### Die Angaben nutzen
(a) Nenne alle Personen, die im Interview mit Thekla Wilkening namentlich vorkommen.
(b) Schreib das Interview mit Thekla Wilkening über ihr Buch weiter, und zwar im Anschluss an die letzte Zeile des Lesetexts.

### Lesetext
——
• WARUM ICH TUE, WAS ICH TUE - EIN GESPRÄCH MIT THEKLA WILKENING, AUTORIN DES BUCHES "DAS BIO-PIZZA-DILEMMA"

    Thekla

    Im Gespräch mit Thekla Wilkening, der Mitgründerin der Kleiderei, Expertin für Kreislaufwirtschaft und Autorin des Buches "Das Bio-Pizza Dilemma". Ein Buch das zeigt, dass sich Lebenslust mit Nachhaltigkeit vereinbaren lässt.

    LIEBE THEKLA, KANNST DU DICH UND WAS DU MACHST MIT EIN PAAR SÄTZEN KURZ VORSTELLEN?
    Ich bin Thekla Wilkening, 33 Jahre alt und beschäftige mich nun seit fünfzehn Jahren mit dem Thema Nachhaltigkeit und Mode. Mit 25 Jahren habe ich zusammen mit Pola Fendel die Kleiderei gegründet, Deutschlands erstes Mode-Miet-Modell. Nach sechs Jahren als Co-Geschäftsführerin mussten wir für das Online-Business leider Insolvenz anmelden - das Konzept lebt aber weiter, geführt von Lena Schröder in der Kleiderei Köln & Freiburg. Ich arbeite seitdem frei als Unternehmensberaterin im Bereich Kreislaufwirtschaft, Nachhaltigkeit und Mode sowie als Autorin.

    DU HAST GERADE DEIN ERSTES BUCH HERAUSGEBRACHT:“DAS BIO-PIZZA DILEMMA“ - DER ÜBERRASCHENDE WEGWEISER ZU MEHR NACHHALTIGKEIT. WAS HAT DICH DAZU BEWEGT?
    In Gesprächen mit Freund*innen habe ich festgestellt, dass vielen ein Buch fehlt, das ihnen verständlich, kurzweilig und trotzdem ehrlich die Umwelt- und Klimakrise erklärt und greifbare Handlungsempfehlungen ausspricht, ohne dogmatisch zu sein oder zu komplex. Es gibt inzwischen zwar viele großartige Nachhaltigkeitsbücher, die oft aber gar nicht so leicht in Bus, Bahn oder am Strand zu lesen sind, wenn es der Einstieg zum Thema Nachhaltigkeit ist.

    Bio Pizza Dilemma

    Thekla Wilkenings erstes Buch "Das Bio-Pizza Dilemma"
——
Einträge der Sammlung
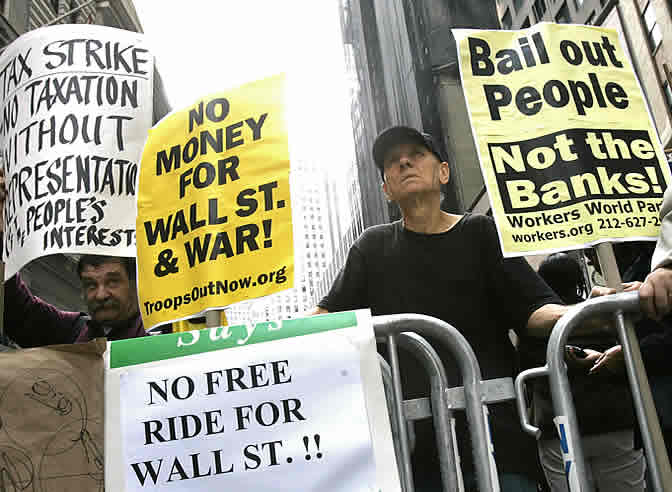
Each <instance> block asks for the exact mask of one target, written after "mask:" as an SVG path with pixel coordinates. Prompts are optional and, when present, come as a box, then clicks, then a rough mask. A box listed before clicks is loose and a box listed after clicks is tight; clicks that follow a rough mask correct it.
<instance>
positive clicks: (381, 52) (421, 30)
mask: <svg viewBox="0 0 672 492" xmlns="http://www.w3.org/2000/svg"><path fill="white" fill-rule="evenodd" d="M341 5H342V8H341V25H342V30H343V42H344V49H345V56H346V66H347V67H348V68H349V70H350V71H351V75H352V79H353V80H354V81H355V84H354V91H355V97H354V99H353V105H352V110H351V114H352V123H353V134H354V139H355V146H356V154H357V155H356V158H357V167H358V172H359V184H360V188H361V190H362V213H363V216H364V225H365V227H369V226H371V225H375V224H379V223H384V222H388V221H391V220H396V219H397V218H399V211H398V209H397V208H396V206H394V205H392V204H388V203H387V202H386V201H385V198H384V197H383V195H382V193H381V191H380V183H381V179H380V175H379V173H378V171H377V170H376V169H375V167H374V166H373V162H372V156H371V146H372V145H373V141H374V139H375V136H376V135H377V134H378V133H380V132H381V131H382V130H384V129H385V128H387V127H390V126H394V125H407V126H412V127H415V128H419V129H422V130H424V131H426V132H428V133H431V134H432V135H433V137H434V139H435V140H436V141H437V143H438V145H439V147H440V148H441V149H442V151H443V152H444V153H445V155H446V156H447V158H448V160H449V161H450V169H451V181H450V182H449V183H448V185H447V186H446V187H445V188H444V193H443V201H442V208H443V209H444V210H448V211H452V212H463V211H465V210H467V209H469V208H470V207H471V204H472V203H473V201H474V200H476V199H477V197H478V195H479V193H480V192H481V190H482V188H483V179H482V176H481V172H480V167H479V162H478V157H477V154H476V149H475V147H474V143H473V138H472V134H471V127H470V124H469V119H468V115H467V110H466V106H465V103H464V95H463V92H462V87H461V84H460V79H459V70H458V66H457V51H456V46H455V39H454V37H453V36H452V33H451V29H452V28H459V27H465V28H485V29H488V28H491V29H496V28H498V27H499V20H498V17H497V10H496V5H495V3H494V2H473V1H468V0H456V1H451V2H446V1H444V0H426V1H423V2H414V1H411V0H343V2H342V4H341Z"/></svg>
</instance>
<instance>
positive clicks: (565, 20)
mask: <svg viewBox="0 0 672 492" xmlns="http://www.w3.org/2000/svg"><path fill="white" fill-rule="evenodd" d="M555 22H557V23H558V24H569V23H570V22H571V19H570V18H569V9H568V8H567V4H566V3H565V4H563V5H562V7H560V10H559V11H558V15H556V16H555Z"/></svg>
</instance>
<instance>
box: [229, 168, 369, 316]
mask: <svg viewBox="0 0 672 492" xmlns="http://www.w3.org/2000/svg"><path fill="white" fill-rule="evenodd" d="M329 171H330V170H329V169H325V168H324V167H323V166H322V165H321V164H320V163H319V161H317V160H314V159H313V160H310V159H301V158H298V159H294V160H293V161H292V164H291V176H290V185H291V187H292V216H293V230H294V258H295V266H294V268H295V275H294V287H293V288H292V289H289V290H287V291H284V292H281V293H279V294H274V295H271V296H268V297H265V298H261V299H253V300H249V301H245V302H241V303H238V304H234V305H232V306H230V307H228V308H226V309H225V313H226V317H227V320H228V322H229V324H231V325H235V324H240V323H245V322H247V321H264V320H279V319H290V318H296V317H301V316H303V315H305V313H306V312H308V311H310V310H312V309H313V308H314V307H315V306H316V305H317V302H318V301H319V300H320V299H321V298H322V297H323V296H324V295H325V294H326V292H327V291H328V289H329V287H330V286H331V282H332V281H333V279H334V278H335V276H336V274H337V273H338V270H339V269H340V266H341V265H342V264H343V263H344V261H345V257H346V256H347V252H348V249H349V248H350V245H351V244H352V243H353V242H354V240H355V239H356V238H357V236H359V234H360V233H361V232H362V230H363V226H362V214H361V208H360V201H359V195H360V193H359V188H358V183H357V180H356V167H355V166H354V165H350V166H346V172H345V173H338V174H339V176H338V177H335V176H333V175H331V173H330V172H329ZM353 198H354V199H353Z"/></svg>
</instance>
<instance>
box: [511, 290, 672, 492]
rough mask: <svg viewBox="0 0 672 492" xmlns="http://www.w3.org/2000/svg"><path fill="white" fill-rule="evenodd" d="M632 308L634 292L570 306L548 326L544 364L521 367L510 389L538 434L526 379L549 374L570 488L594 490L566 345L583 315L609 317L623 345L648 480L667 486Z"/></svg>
mask: <svg viewBox="0 0 672 492" xmlns="http://www.w3.org/2000/svg"><path fill="white" fill-rule="evenodd" d="M636 312H639V295H638V293H637V292H628V293H622V294H615V295H610V296H604V297H599V298H595V299H590V300H588V301H585V302H583V303H581V304H579V305H577V306H574V307H573V308H571V309H570V310H569V311H568V312H567V313H566V314H565V315H564V316H563V317H562V318H561V319H560V320H558V322H557V323H556V325H555V327H554V328H553V331H552V333H551V336H550V338H549V341H548V347H547V350H546V365H545V366H544V367H537V368H533V369H528V370H526V371H523V372H521V373H520V374H519V375H518V377H517V378H516V382H515V390H516V399H517V402H518V413H519V415H520V419H521V425H522V427H523V429H524V430H525V431H526V432H528V433H529V434H532V435H534V436H535V437H537V438H539V436H540V435H541V431H540V430H539V429H538V428H537V427H534V426H533V425H531V424H530V422H529V420H528V417H527V411H526V402H525V395H524V390H525V381H526V380H527V379H530V378H533V377H540V376H548V378H549V386H550V389H551V398H552V400H553V409H554V413H555V416H556V422H557V423H558V424H560V425H562V428H561V429H559V432H560V433H561V434H563V433H564V435H561V438H562V441H563V450H562V451H563V458H564V461H565V470H566V472H567V478H568V481H569V487H570V490H571V491H572V492H594V488H593V487H592V486H591V484H590V483H589V480H588V475H587V470H586V463H585V459H584V455H583V448H582V444H581V436H580V434H579V428H578V422H577V418H576V410H575V407H574V402H573V400H572V396H571V391H570V386H569V380H568V378H567V365H566V364H565V345H566V343H567V339H568V337H569V335H570V334H571V332H572V330H573V329H574V328H575V327H576V326H578V325H579V324H580V323H582V322H584V321H586V320H588V319H591V318H595V317H597V316H604V315H613V316H614V320H615V322H616V330H617V333H618V338H619V341H620V342H621V345H622V347H623V353H624V356H625V362H626V371H627V374H628V380H629V382H630V387H631V390H632V397H633V403H634V407H635V413H636V415H637V419H638V421H639V426H640V430H641V433H642V440H643V443H644V450H645V453H646V457H647V468H648V470H649V472H650V473H649V476H650V478H651V482H652V483H651V484H649V485H650V486H651V487H652V489H653V490H654V491H656V492H665V491H670V490H672V480H671V479H670V466H669V462H668V461H667V453H666V451H665V447H664V445H663V444H662V438H661V437H660V436H661V434H660V424H659V422H658V417H657V416H656V414H655V410H653V412H652V411H651V410H652V403H651V394H650V390H649V388H648V384H647V383H646V381H644V382H641V380H640V379H639V378H638V375H637V374H636V371H635V369H634V365H635V359H636V358H638V359H639V362H640V363H641V354H640V353H639V346H638V345H637V341H636V339H635V338H634V329H633V328H632V326H630V327H628V328H626V321H625V318H624V313H636ZM628 323H629V322H628ZM645 392H648V394H644V393H645ZM645 401H647V404H645Z"/></svg>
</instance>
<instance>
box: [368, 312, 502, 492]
mask: <svg viewBox="0 0 672 492" xmlns="http://www.w3.org/2000/svg"><path fill="white" fill-rule="evenodd" d="M373 323H374V331H375V333H376V336H379V337H383V336H384V337H387V339H388V344H389V347H392V346H394V348H395V349H396V341H395V340H394V337H393V335H395V334H398V333H400V332H403V331H409V330H412V331H416V332H418V333H420V334H422V335H429V336H431V337H432V338H434V339H436V340H438V341H439V342H440V343H441V344H442V345H443V346H444V347H445V348H446V349H447V350H448V351H449V352H450V353H451V354H452V355H453V357H454V358H455V360H456V361H457V364H458V366H459V368H460V374H461V375H462V381H463V384H464V397H465V407H466V408H465V409H466V412H467V421H468V423H469V431H470V433H471V438H472V445H473V449H472V451H473V455H474V468H475V471H476V481H477V484H478V489H479V490H480V491H482V492H486V491H487V492H492V491H498V490H499V481H498V478H497V473H496V466H495V464H494V457H493V456H492V454H491V453H490V440H489V432H488V429H487V425H488V424H487V422H486V416H485V412H484V411H483V400H482V396H483V395H482V393H481V384H482V382H483V381H482V378H481V369H480V367H479V365H478V362H477V360H476V355H475V354H474V351H473V349H472V348H471V346H470V345H469V343H468V342H467V340H466V339H465V338H464V336H463V335H462V334H461V333H460V332H459V331H457V329H455V328H454V327H452V326H450V325H449V324H448V323H446V322H444V321H441V320H439V319H436V318H432V317H430V316H424V315H420V314H394V315H386V316H375V317H374V318H373ZM390 342H391V343H390ZM390 356H391V358H390V360H391V362H392V374H393V376H394V377H395V378H396V377H397V376H398V371H399V367H398V360H397V354H396V350H392V349H391V350H390ZM393 357H394V359H393ZM395 360H396V363H395ZM395 364H396V369H395ZM395 370H396V371H397V374H395ZM397 384H398V381H395V386H397ZM395 392H396V393H395V394H396V395H397V396H400V395H401V388H398V389H395ZM400 401H401V400H398V403H399V404H400ZM407 444H408V443H407V442H405V439H402V446H404V445H406V446H407Z"/></svg>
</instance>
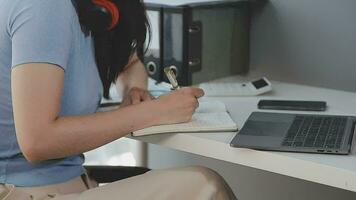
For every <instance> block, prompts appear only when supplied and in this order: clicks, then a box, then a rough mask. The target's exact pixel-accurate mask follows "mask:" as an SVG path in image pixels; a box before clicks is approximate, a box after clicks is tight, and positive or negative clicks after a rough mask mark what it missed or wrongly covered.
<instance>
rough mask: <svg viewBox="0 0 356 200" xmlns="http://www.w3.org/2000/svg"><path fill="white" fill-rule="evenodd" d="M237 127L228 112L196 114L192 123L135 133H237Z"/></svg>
mask: <svg viewBox="0 0 356 200" xmlns="http://www.w3.org/2000/svg"><path fill="white" fill-rule="evenodd" d="M236 130H237V125H236V123H235V122H234V121H233V120H232V119H231V117H230V115H229V114H228V113H227V112H218V113H195V114H194V115H193V117H192V121H191V122H188V123H182V124H171V125H161V126H153V127H150V128H146V129H143V130H139V131H135V132H134V133H133V135H134V136H141V135H150V134H157V133H177V132H208V131H236Z"/></svg>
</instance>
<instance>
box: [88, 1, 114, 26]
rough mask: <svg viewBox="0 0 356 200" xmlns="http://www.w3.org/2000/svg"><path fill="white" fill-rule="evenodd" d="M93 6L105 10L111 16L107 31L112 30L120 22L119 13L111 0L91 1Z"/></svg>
mask: <svg viewBox="0 0 356 200" xmlns="http://www.w3.org/2000/svg"><path fill="white" fill-rule="evenodd" d="M92 1H93V3H94V4H96V5H98V6H101V7H103V8H105V9H106V10H107V11H108V12H109V13H110V15H111V24H110V26H109V28H108V30H111V29H113V28H114V27H115V26H116V25H117V24H118V23H119V21H120V11H119V8H118V7H117V6H116V5H115V3H114V2H112V0H92Z"/></svg>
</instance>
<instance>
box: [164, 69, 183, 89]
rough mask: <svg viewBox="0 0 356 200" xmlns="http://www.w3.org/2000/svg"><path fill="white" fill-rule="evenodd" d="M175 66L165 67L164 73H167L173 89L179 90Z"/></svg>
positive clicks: (169, 80) (166, 74)
mask: <svg viewBox="0 0 356 200" xmlns="http://www.w3.org/2000/svg"><path fill="white" fill-rule="evenodd" d="M174 69H175V67H174V66H170V67H166V68H164V73H165V74H166V76H167V78H168V80H169V82H170V83H171V85H172V90H177V89H179V88H180V87H179V85H178V81H177V78H176V74H175V72H174Z"/></svg>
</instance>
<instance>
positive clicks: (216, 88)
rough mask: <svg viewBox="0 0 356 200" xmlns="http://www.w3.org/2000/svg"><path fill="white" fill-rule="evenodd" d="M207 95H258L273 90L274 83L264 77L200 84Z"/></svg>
mask: <svg viewBox="0 0 356 200" xmlns="http://www.w3.org/2000/svg"><path fill="white" fill-rule="evenodd" d="M199 87H200V88H202V89H203V90H204V92H205V96H257V95H260V94H263V93H266V92H269V91H271V90H272V84H271V82H269V81H268V80H267V78H265V77H262V78H260V79H257V80H253V81H250V82H246V83H235V82H230V83H224V82H221V83H220V82H208V83H202V84H200V86H199Z"/></svg>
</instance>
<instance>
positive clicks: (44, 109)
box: [0, 0, 234, 200]
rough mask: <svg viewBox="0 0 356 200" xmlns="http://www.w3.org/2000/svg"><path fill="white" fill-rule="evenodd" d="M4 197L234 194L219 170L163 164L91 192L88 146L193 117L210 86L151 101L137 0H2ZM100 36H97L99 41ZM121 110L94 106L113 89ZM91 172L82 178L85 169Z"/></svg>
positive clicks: (102, 196)
mask: <svg viewBox="0 0 356 200" xmlns="http://www.w3.org/2000/svg"><path fill="white" fill-rule="evenodd" d="M0 5H1V6H0V27H1V28H0V113H1V114H0V137H1V140H0V199H6V200H10V199H16V200H22V199H36V200H37V199H38V200H39V199H55V200H61V199H114V198H116V197H118V198H120V199H232V198H234V197H233V194H232V193H231V192H230V190H229V188H228V187H227V186H226V185H225V184H224V181H223V180H222V179H221V177H219V176H218V175H217V174H216V173H214V172H212V171H210V170H208V169H205V168H202V167H190V168H181V169H171V170H157V171H152V172H148V173H146V174H144V175H141V176H137V177H134V178H130V179H127V180H122V181H118V182H115V183H112V184H108V185H106V186H103V187H98V188H95V189H91V187H90V185H91V184H90V181H89V178H88V177H86V178H83V179H82V178H81V176H83V174H84V175H85V172H84V169H83V167H82V164H83V161H84V159H83V156H82V153H83V152H86V151H89V150H92V149H95V148H97V147H100V146H102V145H104V144H106V143H109V142H111V141H113V140H116V139H118V138H120V137H123V136H125V135H126V134H128V133H130V132H133V131H135V130H139V129H142V128H146V127H149V126H153V125H160V124H170V123H179V122H185V121H189V120H190V119H191V116H192V114H193V112H194V110H195V109H196V107H197V106H198V102H197V98H199V97H201V96H203V91H202V90H200V89H197V88H183V89H181V90H179V91H176V92H172V93H171V94H168V95H165V96H162V97H159V98H158V99H152V98H151V96H150V95H149V93H148V92H147V90H146V89H147V75H146V71H145V69H144V67H143V65H142V63H141V61H140V59H139V57H140V56H141V55H138V54H137V53H136V52H140V50H142V49H143V43H144V41H145V37H146V29H147V28H146V27H147V23H146V22H147V20H146V17H145V11H144V8H143V5H142V3H140V1H139V0H121V1H108V0H93V1H91V0H77V1H70V0H0ZM93 38H94V40H93ZM112 83H117V85H118V87H119V88H121V89H122V92H123V95H124V102H123V105H124V106H122V107H121V108H119V109H117V110H114V111H110V112H105V113H95V111H96V109H97V108H98V105H99V103H100V99H101V96H102V95H104V96H105V97H108V96H109V87H110V85H111V84H112ZM84 177H85V176H84Z"/></svg>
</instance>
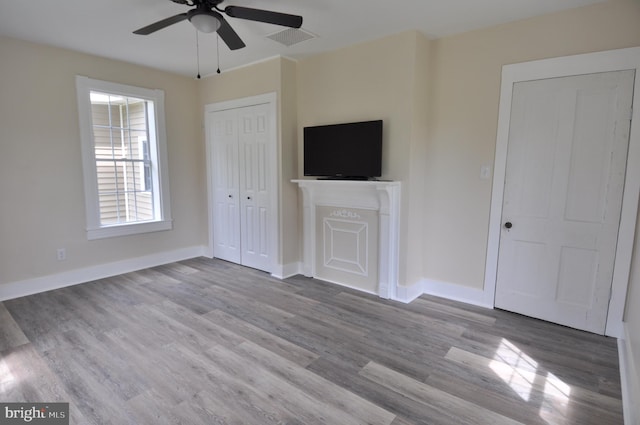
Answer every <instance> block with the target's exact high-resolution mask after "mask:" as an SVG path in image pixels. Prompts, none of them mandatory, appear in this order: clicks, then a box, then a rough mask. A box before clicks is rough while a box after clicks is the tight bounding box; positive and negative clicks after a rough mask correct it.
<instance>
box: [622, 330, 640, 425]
——
### Lösungen
(a) Thekla Wilkening, Pola Fendel, Lena Schröder

(b)
    BESONDERS SCHÖN FAND ICH DEN SLOGAN AUF DER BUCHRÜCKSEITE: „LEBENSLUST STATT ZUKUNFTSFRUST“. WIE VEREINT SICH LEBENSLUST MIT NACHHALTIGKEIT?
    Viele Menschen verbinden das Thema Nachhaltigkeit mit Verzicht, strengen Regeln und vor allem Perfektionsdruck. All dies führt dazu, dass wir schnell wieder aufgeben oder noch schlimmer, gar nicht erst anfangen. Wir sagen, dass es nicht perfekt sein muss, auch weil unsere individuellen Konsumentscheidungen eben nicht die Welt retten. Ich rate Freund*innen immer, dass wenn sie wirklich hin spüren, was sie glücklich macht, sie auch weniger konsumieren. Denn Konsum macht uns nicht wirklich glücklich. Abende mit guten Freunden, Tage in der Natur, gute Bücher oder Filme oder ein Nachmittag im Museum. Das sind die Dinge, die wirklich glücklich machen.

    WIR, BEI „THE WEARNESS“, VERKAUFEN NACHHALTIGE MODE. ES IST EIN KONZEPT, DASS AUF KONSUM BASIERT, AUCH WENN DIE PRODUKTE UNTER NACHHALTIGEN ASPEKTEN ENTSTANDEN SIND. PASST MODE ÜBERHAUPT IN EIN NACHHALTIGES LEBENSKONZEPT?
    Ja, auf jeden Fall! Mode ist wundervoll! Es ist nicht zu leugnen, dass wir uns in einem coolen Look stark, sexy und selbstbewusst fühlen. Aber eben nur in wirklich guten und ausgewählten Looks. Ich denke es gibt ein paar Faktoren, mit denen wir den eigenen Modekonsum leicht nachhaltiger gestalten können:

    1. Kleidungsstücke bewusst mit Erinnerungen verknüpfen. Dann werden sie zum wahren Partner-in-Crime, denn wenn du die Boots dann wieder anziehst, erinnerst du dich direkt zurück an die letzte durchgetanzte, glückliche Nacht und nimmst dieses Gefühl mit in den neuen Tag.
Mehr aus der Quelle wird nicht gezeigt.